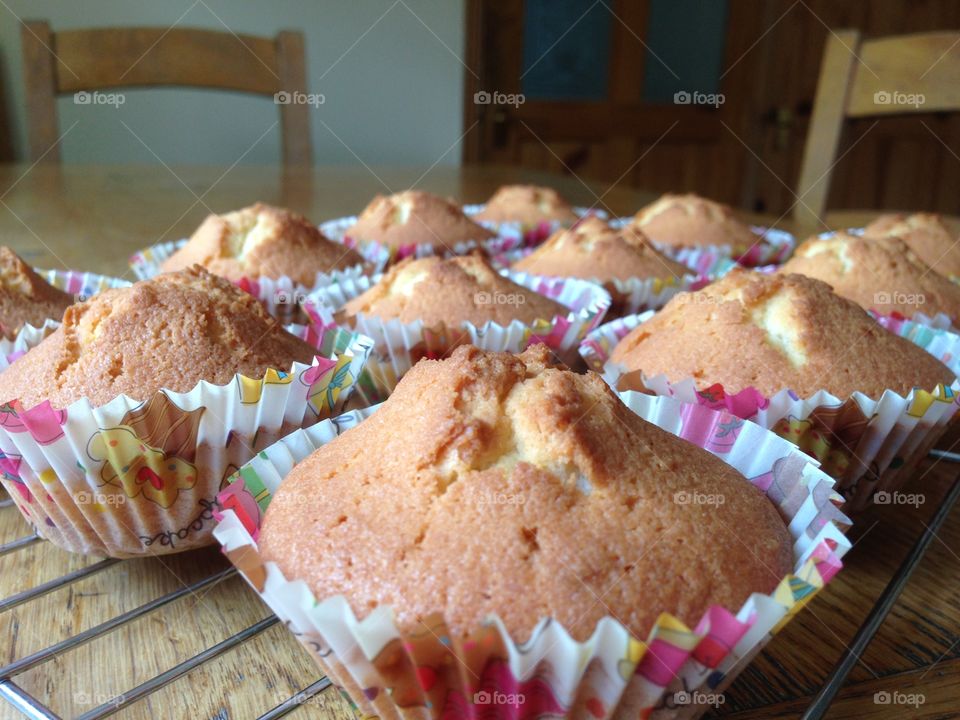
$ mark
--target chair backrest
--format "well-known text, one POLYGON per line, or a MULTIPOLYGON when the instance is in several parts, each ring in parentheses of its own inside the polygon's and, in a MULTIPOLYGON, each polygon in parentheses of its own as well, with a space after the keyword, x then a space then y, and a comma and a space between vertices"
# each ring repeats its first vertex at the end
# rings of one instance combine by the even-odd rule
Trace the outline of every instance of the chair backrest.
POLYGON ((305 97, 303 34, 275 38, 189 28, 99 28, 51 32, 43 21, 23 24, 30 158, 59 162, 56 98, 121 87, 203 87, 279 100, 283 162, 312 162, 305 97), (286 95, 277 95, 286 93, 286 95))
POLYGON ((803 151, 801 201, 793 211, 798 225, 822 224, 844 120, 960 110, 957 45, 960 32, 873 40, 858 30, 831 32, 803 151))

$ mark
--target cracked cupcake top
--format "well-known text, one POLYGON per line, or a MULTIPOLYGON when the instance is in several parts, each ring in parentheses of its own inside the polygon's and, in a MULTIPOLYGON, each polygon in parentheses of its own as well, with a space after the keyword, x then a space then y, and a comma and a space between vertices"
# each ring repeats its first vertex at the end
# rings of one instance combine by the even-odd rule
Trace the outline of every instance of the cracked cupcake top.
POLYGON ((146 400, 200 380, 222 385, 238 372, 288 371, 315 353, 252 295, 194 267, 71 305, 63 325, 0 373, 0 402, 146 400))
POLYGON ((532 253, 513 264, 535 275, 601 281, 629 278, 681 278, 692 274, 668 258, 635 227, 611 228, 599 218, 586 218, 569 230, 558 230, 532 253))
POLYGON ((494 270, 478 255, 447 259, 408 258, 390 268, 381 280, 343 306, 341 314, 372 315, 401 322, 423 320, 477 327, 488 321, 531 324, 566 316, 570 309, 519 285, 494 270))
POLYGON ((564 224, 576 222, 570 203, 556 190, 540 185, 503 185, 474 217, 493 222, 519 222, 536 225, 544 221, 564 224))
POLYGON ((346 235, 361 243, 375 241, 391 248, 423 244, 442 250, 470 240, 487 240, 495 233, 475 223, 446 198, 406 190, 377 195, 346 235))
POLYGON ((960 276, 960 242, 934 213, 881 215, 867 225, 868 237, 898 237, 921 260, 946 277, 960 276))
POLYGON ((878 397, 950 384, 935 357, 875 322, 830 286, 802 275, 733 270, 693 293, 680 293, 614 348, 611 361, 698 388, 753 387, 770 397, 825 389, 878 397))
POLYGON ((302 215, 257 203, 208 215, 162 269, 183 270, 196 264, 230 280, 286 276, 312 286, 317 273, 329 274, 362 262, 354 250, 325 237, 302 215))
POLYGON ((73 296, 34 272, 13 250, 0 246, 0 333, 12 337, 25 324, 59 320, 73 296))
POLYGON ((611 614, 644 638, 661 612, 738 609, 792 567, 760 490, 543 346, 418 363, 291 471, 259 544, 359 617, 389 605, 416 630, 441 613, 463 636, 496 613, 519 642, 544 617, 582 641, 611 614), (697 492, 724 501, 676 502, 697 492))
POLYGON ((896 237, 859 237, 845 232, 813 237, 797 248, 780 272, 829 283, 863 308, 910 317, 945 313, 960 320, 960 285, 933 270, 896 237))
POLYGON ((632 224, 652 240, 676 247, 729 245, 740 255, 763 242, 729 205, 693 193, 663 195, 634 215, 632 224))

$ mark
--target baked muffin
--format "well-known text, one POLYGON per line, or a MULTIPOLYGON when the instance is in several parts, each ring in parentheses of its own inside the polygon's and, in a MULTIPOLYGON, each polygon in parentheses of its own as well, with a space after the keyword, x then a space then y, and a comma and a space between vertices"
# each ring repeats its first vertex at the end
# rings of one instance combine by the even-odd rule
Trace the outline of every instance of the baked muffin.
POLYGON ((208 215, 187 244, 161 267, 170 272, 202 265, 233 281, 286 276, 312 286, 317 273, 362 262, 356 251, 324 237, 302 215, 257 203, 223 215, 208 215))
POLYGON ((863 234, 898 237, 941 275, 960 276, 960 243, 939 215, 881 215, 864 228, 863 234))
POLYGON ((509 325, 513 320, 530 325, 569 313, 564 305, 503 277, 484 258, 464 255, 407 258, 344 305, 340 314, 480 327, 488 321, 509 325))
POLYGON ((907 317, 945 313, 960 320, 960 285, 933 270, 896 237, 858 237, 840 232, 813 237, 797 248, 781 272, 829 283, 868 310, 907 317))
POLYGON ((570 203, 560 193, 540 185, 503 185, 474 217, 477 220, 518 222, 522 225, 542 222, 571 225, 577 221, 570 203))
POLYGON ((785 388, 801 397, 820 389, 877 397, 954 380, 933 355, 826 283, 739 269, 675 296, 624 337, 610 361, 648 377, 692 377, 698 389, 719 383, 727 393, 753 387, 767 397, 785 388))
POLYGON ((287 371, 315 354, 252 295, 197 266, 71 305, 56 331, 0 373, 0 402, 147 400, 161 388, 287 371))
POLYGON ((596 279, 681 278, 690 269, 659 252, 635 227, 614 230, 599 218, 587 218, 569 230, 558 230, 532 253, 515 262, 514 270, 534 275, 596 279))
POLYGON ((495 613, 518 642, 544 617, 579 641, 607 615, 638 638, 661 612, 692 626, 792 569, 759 489, 635 415, 599 376, 551 367, 542 346, 421 361, 369 419, 294 467, 258 544, 359 617, 390 606, 404 632, 441 613, 462 638, 495 613))
POLYGON ((59 320, 73 296, 34 272, 10 248, 0 245, 0 333, 13 337, 25 324, 40 327, 59 320))
POLYGON ((458 205, 422 190, 377 195, 346 231, 347 237, 379 242, 398 249, 434 245, 453 249, 457 243, 487 240, 495 233, 463 214, 458 205))
POLYGON ((736 218, 729 205, 693 193, 663 195, 634 215, 632 225, 663 245, 729 245, 735 255, 742 255, 763 242, 746 223, 736 218))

++++++++++++++++++++

> **DIRECTIONS FOR THIS TASK**:
Looking over the records, find each line with the word "target" and copy it.

> **WRITTEN SOLUTION**:
--target chair backrest
--target cracked cupcake top
--target baked muffin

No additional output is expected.